** Opening Input data block **
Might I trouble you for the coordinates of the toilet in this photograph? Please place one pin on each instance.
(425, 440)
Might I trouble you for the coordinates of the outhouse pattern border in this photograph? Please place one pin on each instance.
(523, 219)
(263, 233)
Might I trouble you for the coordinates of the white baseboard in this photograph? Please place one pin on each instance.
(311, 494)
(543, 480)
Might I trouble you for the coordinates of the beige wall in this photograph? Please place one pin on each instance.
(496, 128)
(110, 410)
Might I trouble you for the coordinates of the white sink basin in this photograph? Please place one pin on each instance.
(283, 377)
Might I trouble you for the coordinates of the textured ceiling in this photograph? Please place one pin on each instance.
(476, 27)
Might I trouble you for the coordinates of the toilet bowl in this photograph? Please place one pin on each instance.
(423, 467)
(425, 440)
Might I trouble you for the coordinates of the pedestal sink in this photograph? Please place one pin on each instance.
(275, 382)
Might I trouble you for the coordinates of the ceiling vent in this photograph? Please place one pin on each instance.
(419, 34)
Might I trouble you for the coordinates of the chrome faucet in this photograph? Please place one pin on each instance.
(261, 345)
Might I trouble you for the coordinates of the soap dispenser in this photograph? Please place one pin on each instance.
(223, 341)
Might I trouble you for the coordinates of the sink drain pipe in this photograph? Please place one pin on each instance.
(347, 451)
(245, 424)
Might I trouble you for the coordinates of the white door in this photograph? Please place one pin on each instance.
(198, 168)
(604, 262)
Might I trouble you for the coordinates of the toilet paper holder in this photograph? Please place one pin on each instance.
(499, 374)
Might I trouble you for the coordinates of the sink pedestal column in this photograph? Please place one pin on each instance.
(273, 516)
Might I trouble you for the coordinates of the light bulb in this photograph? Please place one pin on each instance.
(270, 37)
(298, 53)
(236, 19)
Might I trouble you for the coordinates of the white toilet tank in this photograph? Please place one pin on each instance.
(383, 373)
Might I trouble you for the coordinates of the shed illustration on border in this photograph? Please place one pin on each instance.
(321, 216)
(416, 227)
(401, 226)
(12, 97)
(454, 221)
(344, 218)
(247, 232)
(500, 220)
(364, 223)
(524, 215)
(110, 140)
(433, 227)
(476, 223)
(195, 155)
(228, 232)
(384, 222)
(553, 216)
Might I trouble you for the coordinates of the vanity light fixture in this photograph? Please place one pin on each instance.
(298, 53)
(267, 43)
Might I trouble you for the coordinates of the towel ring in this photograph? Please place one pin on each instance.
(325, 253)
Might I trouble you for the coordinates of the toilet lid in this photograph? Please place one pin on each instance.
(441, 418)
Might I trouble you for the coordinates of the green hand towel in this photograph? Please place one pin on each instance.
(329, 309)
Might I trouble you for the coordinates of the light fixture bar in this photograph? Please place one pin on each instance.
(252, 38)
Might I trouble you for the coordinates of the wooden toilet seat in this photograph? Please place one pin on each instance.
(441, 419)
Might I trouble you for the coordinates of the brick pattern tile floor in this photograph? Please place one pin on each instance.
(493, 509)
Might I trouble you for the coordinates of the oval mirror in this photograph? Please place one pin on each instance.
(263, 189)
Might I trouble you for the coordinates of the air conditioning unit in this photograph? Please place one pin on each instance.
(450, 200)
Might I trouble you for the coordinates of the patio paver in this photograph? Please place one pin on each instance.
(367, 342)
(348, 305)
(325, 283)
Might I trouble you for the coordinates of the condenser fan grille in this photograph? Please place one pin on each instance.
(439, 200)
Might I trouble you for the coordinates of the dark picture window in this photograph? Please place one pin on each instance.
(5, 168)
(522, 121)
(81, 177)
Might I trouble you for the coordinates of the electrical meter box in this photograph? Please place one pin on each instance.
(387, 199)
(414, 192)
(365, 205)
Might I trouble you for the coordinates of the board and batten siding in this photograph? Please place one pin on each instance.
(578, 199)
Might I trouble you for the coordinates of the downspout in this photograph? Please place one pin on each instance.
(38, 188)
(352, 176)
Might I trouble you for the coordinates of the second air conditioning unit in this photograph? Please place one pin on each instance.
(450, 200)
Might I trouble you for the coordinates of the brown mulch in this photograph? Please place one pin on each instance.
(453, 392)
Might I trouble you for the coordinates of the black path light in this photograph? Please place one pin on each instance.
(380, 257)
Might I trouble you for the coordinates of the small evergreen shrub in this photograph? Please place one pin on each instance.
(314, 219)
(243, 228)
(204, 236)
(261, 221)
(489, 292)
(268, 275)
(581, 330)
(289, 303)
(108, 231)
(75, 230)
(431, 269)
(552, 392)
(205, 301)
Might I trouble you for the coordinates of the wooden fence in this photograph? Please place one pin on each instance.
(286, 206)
** Closing Input data block **
[Work to be completed] In full and word for word, restate the data.

[Result for this task]
Might I trouble you for the coordinates of the toilet in this photograph? Please place one pin on each instance.
(425, 440)
Might I trouble you for the coordinates of the outhouse pattern border in this photograph? Please place one pin on each instance.
(523, 219)
(263, 233)
Might I trouble you for the coordinates of the white baseboard in this photograph? Please place one pin on each instance.
(311, 494)
(543, 480)
Might I trouble you for the coordinates of the beige wall in this photograph? Please place one pin on each instance.
(496, 128)
(110, 410)
Might I trouble you for the coordinates of the white sink basin in this photograph? Please place one pin on each instance.
(283, 377)
Might I trouble you for the coordinates of the textured ceiling in this photograph? Please place one pin on each instance.
(476, 27)
Might I trouble you for the coordinates of the toilet bowl in this photograph? Please place one pin on each instance.
(423, 467)
(425, 440)
Might I trouble you for the coordinates of the pedestal sink in this photograph? Please place one pin on each instance.
(275, 382)
Might I trouble you for the coordinates of the ceiling vent in this photograph? Please place one pin on each instance.
(419, 34)
Might I trouble you for the coordinates of the chrome faucet in this photograph? Please place one pin on each instance.
(261, 345)
Might I trouble you for the coordinates of the soap dispenser in this photograph? Please place one pin on each instance.
(223, 341)
Might I trouble you for the coordinates of the sink drain pipe in this photograph? Please place one pin on each instance.
(347, 451)
(245, 424)
Might I trouble you for the coordinates of the white door in this photograph? Please place one pin on each instance.
(198, 168)
(604, 262)
Might I trouble you for the coordinates of the toilet paper holder in this photograph? Please place one pin on each instance.
(499, 374)
Might I trouble you for the coordinates of the sink pedestal column in this photograph? Please place one pin on each instance.
(273, 516)
Might I trouble you for the coordinates of the light bulb in this photograph? Please place one pin on each instance.
(270, 37)
(298, 53)
(236, 19)
Might I trouble you for the coordinates of the white toilet tank in this photograph? Please place one pin on each instance.
(383, 373)
Might I trouble you for the coordinates of the shed illustration on border in this photograph? Please place one pin on each instance.
(321, 216)
(416, 227)
(401, 226)
(12, 97)
(454, 221)
(344, 218)
(247, 232)
(500, 220)
(364, 223)
(524, 215)
(110, 140)
(433, 227)
(476, 223)
(195, 155)
(228, 232)
(384, 222)
(553, 216)
Might I trouble you for the coordinates of the vanity light fixture in this photograph? Please place one pin on each instance.
(298, 53)
(267, 43)
Might I trouble you for the coordinates of the towel ring in this photograph? Please place one pin on each instance.
(325, 253)
Might I trouble you for the coordinates of the toilet lid in this photograph? Please place one pin on each instance.
(441, 418)
Might I trouble you for the coordinates of the green hand towel in this photograph? Please place one pin on each instance.
(329, 309)
Might I trouble you for the coordinates of the light fixture bar in this photograph? Please place one pin on each instance.
(252, 38)
Might I trouble you for the coordinates of the wooden toilet seat in this photograph? Please place one pin on each instance.
(441, 419)
Might I trouble you for the coordinates of the brick pattern tile floor in this photograph? Please place one pin on each instance.
(493, 509)
Might I trouble you for the coordinates of the oval mirror in this photograph? Please place one pin on each instance.
(263, 189)
Might I trouble you for the coordinates of the air conditioning unit in this photograph? Please place one pin on each instance.
(450, 200)
Might I trouble you for the coordinates of the patio paver in this photograph? Please place one pin on each instance.
(367, 342)
(348, 305)
(325, 283)
Might I trouble you for the coordinates of the condenser fan grille in this photograph? Please place one pin on each instance.
(439, 200)
Might I trouble you for the coordinates of the dark picture window in this photograph? Please place one pin on each instance.
(5, 168)
(522, 121)
(81, 177)
Might I trouble you for the coordinates of the electrical meter box in this photograph? Please place one pin on each instance.
(387, 199)
(414, 192)
(365, 205)
Might I trouble you for the coordinates of the board and batten siding in this photograph? Please place one pin on each instance.
(578, 199)
Might I trouble you for the coordinates of the downspout in this photograph? Please place one pin on each instance.
(38, 188)
(352, 176)
Might I trouble you for the coordinates of the second air conditioning unit in this photograph? Please place one pin on each instance.
(450, 200)
Might I trouble you for the coordinates of the brown mulch in this photograph? Please place one pin on each instance.
(453, 392)
Might I trouble you for the coordinates of the black path light in this photograph? Please place one pin on each instance.
(380, 257)
Might I trouble you for the coordinates of the small evergreen shrub in this photograph? Please place one pin on each instance.
(314, 219)
(243, 228)
(204, 236)
(261, 221)
(489, 292)
(268, 275)
(581, 330)
(289, 303)
(108, 231)
(75, 230)
(431, 269)
(552, 392)
(205, 301)
Might I trouble you for the coordinates of the wooden fence in this photograph? Please place one pin on each instance.
(286, 206)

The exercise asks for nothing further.